-- BEGIN Given passage --
# New Ruger LC9s owners



## rick9748 (Nov 12, 2014)

First 100 rds., at 10 yds. no problem staying in 2 in. circle, take your time.Reset, make sure you get the feel of the reset, 4 times I pulled to short and nofire.Very nice gun for the size.
Rick


----------



## ludville1 (Jan 24, 2016)

I just got one. I haven't shot it yet. I ordered a Lasermax (red) and a spare clip for it. So far I've got a box of Remington UMC 115 gr. (50 rds.), and a box of Hornady American Gunner 115 gr. (25 rds.). I'm anxious to get out and shoot it, nice little gun.


----------



## rick9748 (Nov 12, 2014)

Follow up
Another 100 rds. fired today had some problems: 1-Trigger is rubbing into bottom of pad on trigger finger formed a blister before finished 100 rds.It did this the first time but I thought it was just from being a new gun.I have a medium size hand and the trigger is simply to short.Compared to Shield which is much more comfortable.2-Mag release; with shooting grip you can not push release in far enough for mag to release.You must rotate gun an push in flush with frame.You would not want to reload in a gun fight.
None of this is going to matter if you only need it to carry and shoot 7 rds.It is very easy to conceal and runs and shoots well but I like to shoot my guns with no limits.


----------
-- END Given passage --
Exercise goal
Can you reproduce the part of the Ruger LC9s thread above between "None of this" and "with no limits.", inclusive?
-- BEGIN Provided information --
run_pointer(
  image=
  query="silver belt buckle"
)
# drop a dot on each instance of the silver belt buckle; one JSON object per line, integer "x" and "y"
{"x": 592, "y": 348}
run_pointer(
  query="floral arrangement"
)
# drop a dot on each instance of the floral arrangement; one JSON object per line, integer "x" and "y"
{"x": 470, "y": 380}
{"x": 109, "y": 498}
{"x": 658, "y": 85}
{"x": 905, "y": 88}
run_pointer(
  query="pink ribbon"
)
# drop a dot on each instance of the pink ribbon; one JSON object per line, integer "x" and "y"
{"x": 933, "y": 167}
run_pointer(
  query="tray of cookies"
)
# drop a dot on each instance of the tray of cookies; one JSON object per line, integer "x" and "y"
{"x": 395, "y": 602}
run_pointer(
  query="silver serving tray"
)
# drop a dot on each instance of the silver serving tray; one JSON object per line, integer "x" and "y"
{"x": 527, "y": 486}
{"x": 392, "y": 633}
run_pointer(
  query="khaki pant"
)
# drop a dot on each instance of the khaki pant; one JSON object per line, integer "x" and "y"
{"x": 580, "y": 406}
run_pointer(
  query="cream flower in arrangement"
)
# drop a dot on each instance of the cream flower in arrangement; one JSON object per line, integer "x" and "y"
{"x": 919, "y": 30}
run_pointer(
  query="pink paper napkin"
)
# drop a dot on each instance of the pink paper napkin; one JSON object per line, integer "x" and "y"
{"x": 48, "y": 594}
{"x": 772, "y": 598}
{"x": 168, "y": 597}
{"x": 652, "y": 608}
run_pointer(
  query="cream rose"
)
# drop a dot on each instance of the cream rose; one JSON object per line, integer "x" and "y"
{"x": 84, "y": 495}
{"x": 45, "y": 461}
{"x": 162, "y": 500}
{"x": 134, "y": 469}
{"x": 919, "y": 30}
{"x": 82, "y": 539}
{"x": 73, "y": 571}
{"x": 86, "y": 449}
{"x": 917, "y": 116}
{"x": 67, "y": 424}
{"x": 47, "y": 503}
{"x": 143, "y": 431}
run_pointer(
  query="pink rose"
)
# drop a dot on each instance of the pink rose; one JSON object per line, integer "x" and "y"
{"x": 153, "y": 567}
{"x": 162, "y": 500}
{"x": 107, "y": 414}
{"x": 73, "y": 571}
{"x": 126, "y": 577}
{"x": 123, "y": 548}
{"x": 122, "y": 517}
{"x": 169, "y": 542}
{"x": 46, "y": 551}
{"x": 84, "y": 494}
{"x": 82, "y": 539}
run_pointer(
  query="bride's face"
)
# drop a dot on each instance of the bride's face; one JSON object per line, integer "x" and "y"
-- END Provided information --
Written response
None of this is going to matter if you only need it to carry and shoot 7 rds.It is very easy to conceal and runs and shoots well but I like to shoot my guns with no limits.